The exercise — Copy every line of the listing below word for word, changing nothing.

Dataset records —
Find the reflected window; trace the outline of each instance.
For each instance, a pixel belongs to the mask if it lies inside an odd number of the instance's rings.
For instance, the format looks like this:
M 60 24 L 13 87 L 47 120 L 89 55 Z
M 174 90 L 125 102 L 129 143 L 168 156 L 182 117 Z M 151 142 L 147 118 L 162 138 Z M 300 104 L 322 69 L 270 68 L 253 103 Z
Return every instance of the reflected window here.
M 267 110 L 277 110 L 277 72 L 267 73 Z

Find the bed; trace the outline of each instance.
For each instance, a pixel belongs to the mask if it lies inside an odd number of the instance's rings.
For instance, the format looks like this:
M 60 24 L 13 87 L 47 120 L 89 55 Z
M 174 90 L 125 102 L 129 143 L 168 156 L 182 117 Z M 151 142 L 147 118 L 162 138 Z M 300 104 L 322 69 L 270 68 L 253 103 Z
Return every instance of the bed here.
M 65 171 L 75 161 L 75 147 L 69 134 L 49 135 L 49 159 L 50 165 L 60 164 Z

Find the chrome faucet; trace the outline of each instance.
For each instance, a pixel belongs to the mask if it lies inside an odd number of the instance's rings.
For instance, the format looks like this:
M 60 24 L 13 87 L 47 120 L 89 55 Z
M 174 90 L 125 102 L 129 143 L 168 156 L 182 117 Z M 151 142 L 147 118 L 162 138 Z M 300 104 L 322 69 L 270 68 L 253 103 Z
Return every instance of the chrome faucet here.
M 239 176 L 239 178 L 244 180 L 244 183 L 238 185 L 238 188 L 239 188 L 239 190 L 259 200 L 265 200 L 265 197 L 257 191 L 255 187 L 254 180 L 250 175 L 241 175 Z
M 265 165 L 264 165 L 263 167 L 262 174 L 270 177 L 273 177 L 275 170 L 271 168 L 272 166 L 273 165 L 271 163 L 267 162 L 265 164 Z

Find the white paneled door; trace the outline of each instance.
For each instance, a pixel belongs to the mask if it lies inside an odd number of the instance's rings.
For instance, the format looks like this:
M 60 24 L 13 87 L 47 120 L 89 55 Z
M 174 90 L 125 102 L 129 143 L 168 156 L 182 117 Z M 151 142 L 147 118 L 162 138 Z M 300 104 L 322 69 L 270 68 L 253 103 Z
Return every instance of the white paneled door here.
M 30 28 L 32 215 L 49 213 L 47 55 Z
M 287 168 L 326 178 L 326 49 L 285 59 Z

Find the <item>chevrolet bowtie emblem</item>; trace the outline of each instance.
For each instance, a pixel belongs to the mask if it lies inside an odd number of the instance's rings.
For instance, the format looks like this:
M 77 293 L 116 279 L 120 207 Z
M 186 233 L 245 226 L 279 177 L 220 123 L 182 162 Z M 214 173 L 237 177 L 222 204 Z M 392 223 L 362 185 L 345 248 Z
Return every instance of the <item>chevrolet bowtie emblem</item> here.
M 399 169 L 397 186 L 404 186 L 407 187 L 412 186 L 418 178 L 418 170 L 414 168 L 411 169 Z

Solution to this exercise —
Find the reflected window; trace the outline of each instance.
For each instance, a pixel belongs to the mask if it lies inside an odd number of the instance's rings.
For instance, the format looks like this:
M 60 24 L 13 87 L 47 120 L 89 55 Z
M 174 90 L 125 102 L 129 143 L 168 156 L 182 117 Z M 151 142 L 147 118 L 162 138 Z M 300 104 L 322 69 L 270 68 L 253 103 Z
Return every instance of the reflected window here.
M 267 110 L 277 110 L 277 72 L 267 73 Z

Find the bed; trace the outline of each instance.
For each instance, a pixel belongs to the mask if it lies inside an odd number of the instance's rings.
For instance, the format looks like this:
M 60 24 L 13 87 L 47 120 L 89 55 Z
M 174 90 L 125 102 L 129 143 L 168 156 L 182 117 Z M 151 142 L 147 118 L 162 138 Z M 300 104 L 322 69 L 270 68 L 253 103 Z
Return every instance of the bed here.
M 65 171 L 75 161 L 75 147 L 69 134 L 49 135 L 49 159 L 50 165 L 60 164 Z

Find the chrome faucet; trace the outline of each instance.
For each instance, a pixel belongs to the mask if it lies inside an odd number of the instance's rings.
For instance, the format looks like this:
M 60 24 L 13 87 L 47 120 L 89 55 Z
M 174 90 L 125 102 L 129 143 L 168 156 L 182 117 Z M 151 142 L 147 118 L 162 138 Z M 300 104 L 322 69 L 270 68 L 253 103 Z
Return every instance of the chrome faucet here.
M 239 176 L 239 178 L 244 180 L 244 183 L 238 185 L 238 188 L 239 188 L 239 190 L 259 200 L 265 200 L 265 197 L 257 191 L 255 187 L 254 180 L 250 175 L 241 175 Z
M 265 165 L 264 165 L 263 167 L 262 174 L 270 177 L 273 177 L 275 170 L 271 168 L 272 166 L 273 165 L 271 163 L 267 162 L 265 164 Z

Find the white paneled door; trace the outline of each instance.
For each instance, a pixel belongs to the mask if it lies inside an odd number of the instance's rings.
For instance, the format looks like this:
M 60 24 L 13 87 L 47 120 L 89 55 Z
M 174 90 L 125 102 L 129 143 L 168 156 L 182 117 Z M 151 142 L 147 118 L 162 138 Z M 300 104 L 322 69 L 270 68 L 253 103 Z
Return every instance of the white paneled door here.
M 30 28 L 32 215 L 49 213 L 47 55 Z
M 287 168 L 326 178 L 326 49 L 285 59 Z

Find the <item>chevrolet bowtie emblem</item>; trace the outline of each instance.
For each instance, a pixel belongs to the mask if it lies inside an odd number of the instance's rings.
For instance, the format looks like this:
M 77 293 L 116 279 L 120 207 Z
M 186 233 L 245 226 L 279 177 L 220 123 L 182 162 Z M 214 173 L 237 177 L 222 204 Z M 392 223 L 362 185 L 345 248 Z
Return every instance of the <item>chevrolet bowtie emblem</item> here.
M 399 169 L 397 186 L 404 186 L 407 187 L 412 186 L 418 178 L 418 170 L 414 168 L 411 169 Z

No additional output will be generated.